Aside from adsorbed gases, there are potential leaks in any vacuum system that must be dealt with or a viable vacuum cannot be created. Leaks and leak detection are dealt with in Sec. 7.6.

7.2.8 Gas Flow

As one is trying to remove the various gases from a vacuum system, whether the system is a bell jar or a complex collection of tubing with valves or stopcocks all interconnected, the gases must pass through tubing of various types and sizes between the system, the pumps, and the outside world. Depending on the size of the connecting tubing, the length of the tubing, and the vacuum at any time, there can be significant performance changes throughout the system. This all has to do with how gases flow through tubing of different sizes and at different pressures.

There are three basic types of gas flow: turbulent, viscous, and molecular. The type of flow passing through a given system is dependent on both the mean free path (MFP) of the molecule(s) and the diameter of the container (tube) through which they are flowing. A useful formula when talking about MFP is the Knudsen number (Kn), defined in Eq. (7.6).

When a system is first brought into vacuum conditions from atmospheric pressure, the flow is turbulent (see Fig. 7.3) and is not unlike the chaos seen in whitewater rapids. At this time, the MFP is approximately 9x10-7 cm, which is considerably smaller than any tube the gas is likely to pass through. The great preponderance of interactions (that is, when a gas atom or molecule interacts with something else) are gas-gas, which means there is a greater likelihood that a molecule of gas will hit another molecule of gas than it will hit a wall.

As the pressure decreases, the next type of flow transition is called viscous flow. The nature of this flow is complex and is dependent on flow velocity, mass density, and the viscosity of the gas. Viscous flow is similar to the flow of water running down a slow, calm stream-the flow is fastest through the center of the tube, while the sides show a slow flow and there is zero flow rate at the walls (see Fig. 7.4). The gas interactions in viscous flow are gas-gas and gas-wall; in other words, a molecule is equally likely to hit a wall than another molecule.

When Kn of the system is <0.01, the flow is probably viscous. The transition between viscous and molecular flow is fairly straightforward: When 1 > Kn > 0.01, the flow is in transition to molecular flow; when 1 < Kn, there is a molecular flow.

Fig. 7.5 When the mean free path is fairly short (relative to the inside diameter of its container), a gas molecule to more likely hit another gas molecule than the walls of the container. This situation is known as a gas-gas interaction.

Fig. 7.6 When the mean free path is longer than the diameter of the container of the gas, gas-wall interactions will predominate and you will have molecular flow.

Typically, the first phase of molecular flow is gas-gas. That is, a molecule or atom is more likely to interact with another molecule or atom than the wall (see Fig. 7.5). As the pressure continues to drop and the mean free path increases, gaswall interactions become the predominant type of gas flow.

* * *

== What to work on ==
1/ Edit the gas flow passage from "Fig. 7.5 When" through "have molecular flow.", inclusive, so that "mean free path" becomes "MFP".
2/ What are the three basic types of gas flow named in the gas flow passage?
3/ Continue the gas flow passage from its last sentence.
The entries on this page have nothing to do with the gas flow passage.

== Extracted records ==
* * *

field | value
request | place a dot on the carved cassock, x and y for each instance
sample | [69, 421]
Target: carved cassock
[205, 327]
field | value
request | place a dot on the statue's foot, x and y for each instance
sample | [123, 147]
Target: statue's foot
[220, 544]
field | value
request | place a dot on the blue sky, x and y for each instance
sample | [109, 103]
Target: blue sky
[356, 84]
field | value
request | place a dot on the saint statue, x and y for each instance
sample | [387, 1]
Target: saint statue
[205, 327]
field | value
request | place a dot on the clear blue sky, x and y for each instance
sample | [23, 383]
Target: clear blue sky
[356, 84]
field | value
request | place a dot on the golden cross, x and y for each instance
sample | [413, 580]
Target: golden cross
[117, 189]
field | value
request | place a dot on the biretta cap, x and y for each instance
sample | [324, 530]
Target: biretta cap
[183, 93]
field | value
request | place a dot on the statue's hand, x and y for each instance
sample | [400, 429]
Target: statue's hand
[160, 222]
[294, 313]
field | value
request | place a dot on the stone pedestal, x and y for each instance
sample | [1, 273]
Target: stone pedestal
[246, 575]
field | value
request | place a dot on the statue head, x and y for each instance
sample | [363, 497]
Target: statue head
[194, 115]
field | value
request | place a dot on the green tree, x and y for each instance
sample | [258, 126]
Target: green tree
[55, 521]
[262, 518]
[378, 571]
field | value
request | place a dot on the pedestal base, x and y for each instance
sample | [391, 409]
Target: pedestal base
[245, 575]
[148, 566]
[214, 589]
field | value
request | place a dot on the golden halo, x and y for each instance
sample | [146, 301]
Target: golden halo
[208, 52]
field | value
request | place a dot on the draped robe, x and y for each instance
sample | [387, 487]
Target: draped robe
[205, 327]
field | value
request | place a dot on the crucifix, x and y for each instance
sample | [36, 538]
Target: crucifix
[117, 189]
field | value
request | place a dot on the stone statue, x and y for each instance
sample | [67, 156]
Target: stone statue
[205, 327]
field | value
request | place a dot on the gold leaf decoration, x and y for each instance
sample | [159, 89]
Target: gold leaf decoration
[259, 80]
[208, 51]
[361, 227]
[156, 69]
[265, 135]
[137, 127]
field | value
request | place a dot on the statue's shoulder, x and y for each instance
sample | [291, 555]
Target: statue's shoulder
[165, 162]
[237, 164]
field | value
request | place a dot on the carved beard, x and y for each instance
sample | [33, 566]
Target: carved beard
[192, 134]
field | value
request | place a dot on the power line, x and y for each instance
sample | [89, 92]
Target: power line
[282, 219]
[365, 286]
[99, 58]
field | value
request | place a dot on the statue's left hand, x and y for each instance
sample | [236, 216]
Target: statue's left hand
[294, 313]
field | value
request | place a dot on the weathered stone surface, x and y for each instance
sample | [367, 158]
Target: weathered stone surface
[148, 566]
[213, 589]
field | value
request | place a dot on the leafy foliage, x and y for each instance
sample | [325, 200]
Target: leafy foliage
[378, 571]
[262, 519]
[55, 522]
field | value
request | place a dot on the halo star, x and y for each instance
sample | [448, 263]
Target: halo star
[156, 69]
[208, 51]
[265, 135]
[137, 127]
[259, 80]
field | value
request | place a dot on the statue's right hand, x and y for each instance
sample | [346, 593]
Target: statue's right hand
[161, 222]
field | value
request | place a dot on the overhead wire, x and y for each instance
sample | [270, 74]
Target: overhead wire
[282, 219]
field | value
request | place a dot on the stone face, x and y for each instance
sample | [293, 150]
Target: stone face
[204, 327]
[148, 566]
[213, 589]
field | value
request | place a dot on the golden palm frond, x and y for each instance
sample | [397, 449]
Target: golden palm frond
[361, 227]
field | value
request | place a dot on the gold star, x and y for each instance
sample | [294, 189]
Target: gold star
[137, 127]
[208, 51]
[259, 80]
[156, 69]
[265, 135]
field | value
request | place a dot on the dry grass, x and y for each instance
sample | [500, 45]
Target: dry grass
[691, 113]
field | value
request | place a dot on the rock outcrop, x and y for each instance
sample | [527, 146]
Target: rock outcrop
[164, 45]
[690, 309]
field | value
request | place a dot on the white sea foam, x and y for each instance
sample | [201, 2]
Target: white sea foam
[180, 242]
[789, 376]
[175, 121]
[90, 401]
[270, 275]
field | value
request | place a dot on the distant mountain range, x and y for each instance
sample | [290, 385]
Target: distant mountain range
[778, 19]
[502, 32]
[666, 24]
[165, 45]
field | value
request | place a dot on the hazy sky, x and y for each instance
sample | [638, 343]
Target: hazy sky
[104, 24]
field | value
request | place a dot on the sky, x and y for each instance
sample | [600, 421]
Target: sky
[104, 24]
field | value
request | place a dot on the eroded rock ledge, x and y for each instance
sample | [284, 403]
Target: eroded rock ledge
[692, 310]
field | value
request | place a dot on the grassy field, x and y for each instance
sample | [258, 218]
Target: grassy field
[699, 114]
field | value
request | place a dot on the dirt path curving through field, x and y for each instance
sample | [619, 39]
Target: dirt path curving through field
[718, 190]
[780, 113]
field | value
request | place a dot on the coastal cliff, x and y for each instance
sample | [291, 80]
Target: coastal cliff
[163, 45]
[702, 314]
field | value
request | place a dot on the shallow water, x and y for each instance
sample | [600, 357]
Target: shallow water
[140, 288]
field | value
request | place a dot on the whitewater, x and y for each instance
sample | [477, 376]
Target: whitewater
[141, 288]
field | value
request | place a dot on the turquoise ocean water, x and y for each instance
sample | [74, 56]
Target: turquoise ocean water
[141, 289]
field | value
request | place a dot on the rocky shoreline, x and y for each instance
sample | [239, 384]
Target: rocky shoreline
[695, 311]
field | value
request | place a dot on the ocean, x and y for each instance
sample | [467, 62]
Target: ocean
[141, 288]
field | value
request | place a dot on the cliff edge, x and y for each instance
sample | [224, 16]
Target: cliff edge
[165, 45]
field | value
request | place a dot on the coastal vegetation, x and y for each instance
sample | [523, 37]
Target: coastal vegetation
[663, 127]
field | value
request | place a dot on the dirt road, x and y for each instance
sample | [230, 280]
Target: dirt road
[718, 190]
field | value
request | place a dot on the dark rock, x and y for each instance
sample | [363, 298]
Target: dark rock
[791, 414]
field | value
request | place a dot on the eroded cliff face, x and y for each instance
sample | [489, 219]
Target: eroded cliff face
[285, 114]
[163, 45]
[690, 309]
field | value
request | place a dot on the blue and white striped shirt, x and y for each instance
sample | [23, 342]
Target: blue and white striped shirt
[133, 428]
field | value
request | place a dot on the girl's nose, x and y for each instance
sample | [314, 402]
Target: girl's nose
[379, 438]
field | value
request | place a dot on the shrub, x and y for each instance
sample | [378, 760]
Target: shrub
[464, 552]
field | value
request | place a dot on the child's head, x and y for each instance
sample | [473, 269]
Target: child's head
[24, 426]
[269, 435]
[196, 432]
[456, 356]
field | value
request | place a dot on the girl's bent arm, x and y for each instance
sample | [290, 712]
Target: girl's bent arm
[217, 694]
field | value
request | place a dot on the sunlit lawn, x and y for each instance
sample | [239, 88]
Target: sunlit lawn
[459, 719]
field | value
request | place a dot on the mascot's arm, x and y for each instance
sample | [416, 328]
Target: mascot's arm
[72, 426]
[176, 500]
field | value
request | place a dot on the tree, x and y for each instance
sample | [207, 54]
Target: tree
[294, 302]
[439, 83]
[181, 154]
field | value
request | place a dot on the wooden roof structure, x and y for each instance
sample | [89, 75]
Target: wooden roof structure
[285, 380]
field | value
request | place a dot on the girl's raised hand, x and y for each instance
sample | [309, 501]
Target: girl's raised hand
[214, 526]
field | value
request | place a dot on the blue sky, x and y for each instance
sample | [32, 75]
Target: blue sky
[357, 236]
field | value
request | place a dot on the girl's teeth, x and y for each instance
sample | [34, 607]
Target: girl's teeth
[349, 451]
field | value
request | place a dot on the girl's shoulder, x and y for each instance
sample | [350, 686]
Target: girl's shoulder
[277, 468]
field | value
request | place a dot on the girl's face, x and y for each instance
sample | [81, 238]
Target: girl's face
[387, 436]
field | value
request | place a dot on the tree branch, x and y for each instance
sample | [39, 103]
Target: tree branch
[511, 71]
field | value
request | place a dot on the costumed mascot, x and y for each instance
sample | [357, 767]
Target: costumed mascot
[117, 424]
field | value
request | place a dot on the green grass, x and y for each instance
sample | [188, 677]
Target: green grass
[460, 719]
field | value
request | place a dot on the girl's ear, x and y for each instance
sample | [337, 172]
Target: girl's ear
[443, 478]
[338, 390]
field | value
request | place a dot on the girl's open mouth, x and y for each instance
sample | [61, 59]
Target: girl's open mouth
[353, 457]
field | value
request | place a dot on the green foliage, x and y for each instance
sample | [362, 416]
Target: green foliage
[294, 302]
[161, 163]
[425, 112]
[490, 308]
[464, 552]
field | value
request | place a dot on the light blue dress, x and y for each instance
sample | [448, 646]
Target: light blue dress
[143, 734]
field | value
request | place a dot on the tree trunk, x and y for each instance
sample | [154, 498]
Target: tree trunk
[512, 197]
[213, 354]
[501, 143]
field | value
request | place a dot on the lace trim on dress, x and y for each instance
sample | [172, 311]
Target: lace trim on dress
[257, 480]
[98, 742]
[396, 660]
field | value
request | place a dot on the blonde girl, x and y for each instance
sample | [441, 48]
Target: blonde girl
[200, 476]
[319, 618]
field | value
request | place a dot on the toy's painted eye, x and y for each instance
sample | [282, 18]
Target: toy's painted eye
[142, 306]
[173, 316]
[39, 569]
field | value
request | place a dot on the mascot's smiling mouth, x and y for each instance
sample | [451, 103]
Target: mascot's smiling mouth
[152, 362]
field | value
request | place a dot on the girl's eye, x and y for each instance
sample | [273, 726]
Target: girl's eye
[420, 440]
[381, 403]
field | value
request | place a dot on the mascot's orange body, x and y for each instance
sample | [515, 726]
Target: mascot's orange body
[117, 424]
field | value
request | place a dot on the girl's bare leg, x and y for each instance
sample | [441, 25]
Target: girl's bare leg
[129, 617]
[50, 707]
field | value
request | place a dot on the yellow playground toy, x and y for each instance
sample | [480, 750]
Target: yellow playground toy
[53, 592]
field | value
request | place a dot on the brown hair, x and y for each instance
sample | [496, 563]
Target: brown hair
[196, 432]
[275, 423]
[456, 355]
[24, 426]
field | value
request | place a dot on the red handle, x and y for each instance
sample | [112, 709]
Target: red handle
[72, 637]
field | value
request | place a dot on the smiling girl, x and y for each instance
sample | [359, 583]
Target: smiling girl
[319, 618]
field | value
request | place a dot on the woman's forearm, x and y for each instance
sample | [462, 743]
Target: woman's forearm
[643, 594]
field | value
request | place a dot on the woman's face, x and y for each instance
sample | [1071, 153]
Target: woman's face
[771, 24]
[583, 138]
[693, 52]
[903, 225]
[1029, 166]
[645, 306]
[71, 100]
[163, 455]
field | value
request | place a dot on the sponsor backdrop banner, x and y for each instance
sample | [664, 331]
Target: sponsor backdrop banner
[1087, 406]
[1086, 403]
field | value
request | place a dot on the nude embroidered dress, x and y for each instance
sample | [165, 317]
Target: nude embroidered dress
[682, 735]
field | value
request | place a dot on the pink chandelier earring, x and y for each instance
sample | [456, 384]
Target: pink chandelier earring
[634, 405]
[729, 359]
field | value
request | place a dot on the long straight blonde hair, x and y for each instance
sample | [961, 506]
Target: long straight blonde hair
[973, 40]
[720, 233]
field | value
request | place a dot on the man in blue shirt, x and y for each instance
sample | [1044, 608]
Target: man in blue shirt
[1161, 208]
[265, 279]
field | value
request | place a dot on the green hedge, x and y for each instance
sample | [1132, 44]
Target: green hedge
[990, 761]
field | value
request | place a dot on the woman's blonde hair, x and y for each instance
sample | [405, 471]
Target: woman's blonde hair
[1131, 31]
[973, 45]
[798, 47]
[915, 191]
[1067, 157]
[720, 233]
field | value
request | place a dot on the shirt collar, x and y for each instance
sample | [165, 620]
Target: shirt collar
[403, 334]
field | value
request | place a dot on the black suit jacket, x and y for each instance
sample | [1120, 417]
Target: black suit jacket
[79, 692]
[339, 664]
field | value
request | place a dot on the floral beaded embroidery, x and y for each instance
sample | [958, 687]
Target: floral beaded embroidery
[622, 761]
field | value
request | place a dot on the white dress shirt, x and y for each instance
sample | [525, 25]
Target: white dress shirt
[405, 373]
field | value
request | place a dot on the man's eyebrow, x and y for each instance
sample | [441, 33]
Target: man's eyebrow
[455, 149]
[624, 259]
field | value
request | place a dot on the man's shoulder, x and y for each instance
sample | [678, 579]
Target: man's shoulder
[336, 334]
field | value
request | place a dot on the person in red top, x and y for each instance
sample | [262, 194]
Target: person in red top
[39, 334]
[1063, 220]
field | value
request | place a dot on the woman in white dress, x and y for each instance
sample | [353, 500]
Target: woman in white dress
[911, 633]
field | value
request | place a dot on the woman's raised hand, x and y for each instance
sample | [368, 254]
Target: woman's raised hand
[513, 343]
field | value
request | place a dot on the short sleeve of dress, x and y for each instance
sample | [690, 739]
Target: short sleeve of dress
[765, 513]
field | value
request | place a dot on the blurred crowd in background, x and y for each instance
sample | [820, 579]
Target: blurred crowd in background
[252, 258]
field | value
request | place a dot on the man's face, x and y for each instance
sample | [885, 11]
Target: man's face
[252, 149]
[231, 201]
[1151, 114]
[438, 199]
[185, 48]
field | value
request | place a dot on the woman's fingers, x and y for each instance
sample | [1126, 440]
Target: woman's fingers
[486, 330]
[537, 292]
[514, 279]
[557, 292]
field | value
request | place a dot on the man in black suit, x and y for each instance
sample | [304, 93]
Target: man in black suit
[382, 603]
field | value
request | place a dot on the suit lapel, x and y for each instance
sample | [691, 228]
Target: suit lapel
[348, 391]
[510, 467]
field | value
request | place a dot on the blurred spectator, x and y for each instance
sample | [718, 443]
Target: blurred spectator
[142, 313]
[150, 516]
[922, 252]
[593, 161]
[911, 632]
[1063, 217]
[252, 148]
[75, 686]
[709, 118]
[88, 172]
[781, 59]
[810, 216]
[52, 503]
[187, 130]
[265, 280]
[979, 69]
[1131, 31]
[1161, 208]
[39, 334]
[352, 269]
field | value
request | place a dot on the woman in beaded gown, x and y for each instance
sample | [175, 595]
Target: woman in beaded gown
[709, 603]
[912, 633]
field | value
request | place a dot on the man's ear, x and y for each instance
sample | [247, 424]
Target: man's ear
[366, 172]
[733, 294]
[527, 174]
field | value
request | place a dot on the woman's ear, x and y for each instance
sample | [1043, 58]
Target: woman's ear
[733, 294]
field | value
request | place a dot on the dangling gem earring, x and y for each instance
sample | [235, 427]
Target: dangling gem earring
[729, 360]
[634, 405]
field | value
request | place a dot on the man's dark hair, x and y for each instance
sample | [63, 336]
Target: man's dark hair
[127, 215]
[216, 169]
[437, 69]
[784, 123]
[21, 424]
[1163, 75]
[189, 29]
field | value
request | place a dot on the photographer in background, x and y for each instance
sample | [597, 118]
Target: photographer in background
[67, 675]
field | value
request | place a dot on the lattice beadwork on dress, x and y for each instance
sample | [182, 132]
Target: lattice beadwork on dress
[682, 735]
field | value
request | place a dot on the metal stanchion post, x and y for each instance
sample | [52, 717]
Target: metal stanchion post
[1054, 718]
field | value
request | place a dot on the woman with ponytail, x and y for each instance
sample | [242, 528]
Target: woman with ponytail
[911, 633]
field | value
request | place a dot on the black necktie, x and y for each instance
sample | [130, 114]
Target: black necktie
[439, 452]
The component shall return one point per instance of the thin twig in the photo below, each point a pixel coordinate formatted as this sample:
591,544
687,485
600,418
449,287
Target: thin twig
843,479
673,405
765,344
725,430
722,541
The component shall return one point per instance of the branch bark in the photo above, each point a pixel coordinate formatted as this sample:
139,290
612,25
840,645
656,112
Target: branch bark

* * *

== The replies ==
1/
Fig. 7.5 When the MFP is fairly short (relative to the inside diameter of its container), a gas molecule to more likely hit another gas molecule than the walls of the container. This situation is known as a gas-gas interaction.

Fig. 7.6 When the MFP is longer than the diameter of the container of the gas, gas-wall interactions will predominate and you will have molecular flow.

2/ Turbulent, viscous, and molecular.

3/
One of the more interesting characteristics of gas-wall interactions is that not only are the gas reflections not specular (mirror-like), but the molecule or atom may go back into the direction that it once came from (see Fig. 7.6). This bounceback is partly because, at the molecular level, wall surfaces are not smooth but very irregular. In addition, there is likely to be a time delay from the time a molecule hits a wall to the time it leaves the same wall. At the molecular level, when a molecule hits a wall surface, instead of reflection (like a billiard ball), the process is more likely to be adsorption (condensation). When the molecule leaves a wall surface, the process is desorption (evaporation), thus explaining why there is the random movement and time delay for molecular reflection.

The gross movement of molecules in a high-vacuum state is a statistical summation of the parts. For example, say you have two containers that are opened to each other through a small passageway (see Fig. 7.7). One of them (A) is at 10-3 torr and the other (B) is at 10-5 torr. The movement of molecules in both is completely random, but the net movement will be from A to B. There will be molecules from B that will find their way into A, even though the pressure is greater in A. But again, the net molecular movement will be from A to B. Once the net pressure of 10-4 torr is achieved, there will still be movement between the two containers. Eventually, according to the first principle of gases presented earlier, there will be the same number of molecules in B as in A. There will always be a greater number of A molecules than B molecules, but the number of molecules on either side of the system will eventually be the same.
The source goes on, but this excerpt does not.